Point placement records
▬▬▬

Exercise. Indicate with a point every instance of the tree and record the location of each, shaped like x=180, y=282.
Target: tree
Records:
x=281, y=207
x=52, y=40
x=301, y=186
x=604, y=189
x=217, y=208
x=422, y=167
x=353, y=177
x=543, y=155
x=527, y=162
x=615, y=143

▬▬▬

> **Set task**
Write the entries again, exactly as they stand.

> **Exercise result**
Exercise. Indicate with a point every instance of the tree and record the location of each, shaped like x=180, y=282.
Target: tree
Records:
x=281, y=207
x=52, y=40
x=301, y=186
x=604, y=189
x=217, y=208
x=422, y=167
x=353, y=177
x=543, y=155
x=527, y=162
x=615, y=143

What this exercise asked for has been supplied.